__EXERCISE REQUIREMENTS__:
• a. In the forum thread about the tin of Fillmore tobacco, how does Mr.Lordi describe the smell when the tin is first opened?
• b. Resume the forum thread about the tin of Fillmore tobacco from the point where it stops.
## START EXCERPT PROVIDED
My first question to you is, are you already on a first name basis with Fillmore? If not, I can tell you that it is in fact a potent smelling blend. I would find someone locally who might be able to give you an opinion. Let them smell, see, and feel the stuff.


----------



## ultramag (Aug 23, 2007)

Davetopay said:


> My first question to you is, are you already on a first name basis with Fillmore? If not, I can tell you that it is in fact a potent smelling blend. I would find someone locally who might be able to give you an opinion. Let them smell, see, and feel the stuff.


No I am not. If I were I would know if this smelled normal or not. My apologies, I meant to include that in the original post. This would be a no brainer if I knew the usual smell.

I have some pretty good pics I think. I'll go ahead and attach to the original post.


----------



## Mr.Lordi (May 20, 2007)

Davetopay said:


> My first question to you is, are you already on a first name basis with Fillmore? If not, I can tell you that it is in fact a potent smelling blend. I would find someone locally who might be able to give you an opinion. Let them smell, see, and feel the stuff.


Aye! It is very potent indeed. Almost repugnant in smell, actually, when you first open the tin. Fantastic smoke, though.


----------



## Uelrindru (Mar 16, 2010)

Yeah I'll definately say it's a pungent smell from the tin if you're not used to it. Try to find someone near you that has had some and have them smell it if it really bothers you. It almost looks like salt. 
You might want to scrap some of the crystals off the side of the paper and see if you can smell them away from the tin itself to assuage you fears, or confirm them.


----------



## Davetopay (Jan 19, 2008)

If you don't know someone locally who could help, maybe you could could email Mr Pease? I do know he will stop in and visit us from time to time. I have never seen anything like THAT. 

Those are HARD bits? NOT furry? Hmmmm....does the tin have a heavy vinegared smell to it?


----------



## Davetopay (Jan 19, 2008)

Well, I just tried to email Mr Pease...I don't think it worked too well.:fish:

Here's the email I sent via his questions page:
I am am member at the puff.com message board and a growing fan of your pipe blends, especially the Fillmore. It is a fellow board member's question regarding a tin of Fillmore that prompts me to write you. We are all aware of a tin or two in our cellar which has become swollen with age, and usually there are no side effects beyond some delightfully aged tobacco. This fellow popped open a can to find a LARGE quantity of hard white residue all over the inside of his tin. I have never never seen anything like this before. This goes beyond the normal expectations of "plume". With him not being very familiar with Fillmore, and many of us having never seen anything of this nature, I thought I would try writing and asking about it! He has posted some pictures and we are scratching our collective heads. Here is a link: http://www.cigarforums.net/forums/vb/general-pipe-forum/269112-mold-plume-sugar.html

If you would like to comment in the forum we would be most grateful. Otherwise, I will be glad to pass any word along the way.
## END EXCERPT PROVIDED
## START DATA BLOCK
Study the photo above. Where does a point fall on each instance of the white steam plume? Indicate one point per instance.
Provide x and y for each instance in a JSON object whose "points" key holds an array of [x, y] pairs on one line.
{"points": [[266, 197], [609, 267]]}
## END DATA BLOCK
__RESPONSES PER TASK__:
• a. Almost repugnant.

• b.
Many Thanks!
David Craun

.......one problem. It just responded with a notice that I had sent a malicious email and my IP address had been logged! So I doubt that we will hear back.


----------



## Commander Quan (May 6, 2003)

Davetopay said:


> I am am member at the puff.com message board and a growing fan of your pipe blends, especially the Fillmore. It is a fellow board member's question regarding a tin of Fillmore that prompts me to write you. We are all aware of a tin or two in our cellar which has become swollen with age, and usually there are no side effects beyond some delightfully aged tobacco. This fellow popped open a can to find a LARGE quantity of hard white residue all over the inside of his tin. I have never never seen anything like this before. This goes beyond the normal expectations of "plume". With him not being very familiar with Fillmore, and many of us having never seen anything of this nature, I thought I would try writing and asking about it! He has posted some pictures and we are scratching our collective heads. Here is a link: http://www.cigarforums.net/forums/vb/general-pipe-forum/269112-mold-plume-sugar.html
> 
> If you would like to comment in the forum we would be most grateful. Otherwise, I will be glad to pass any word along the way.
> 
> ...


I bet his spam filter was working overtime!


----------



## ultramag (Aug 23, 2007)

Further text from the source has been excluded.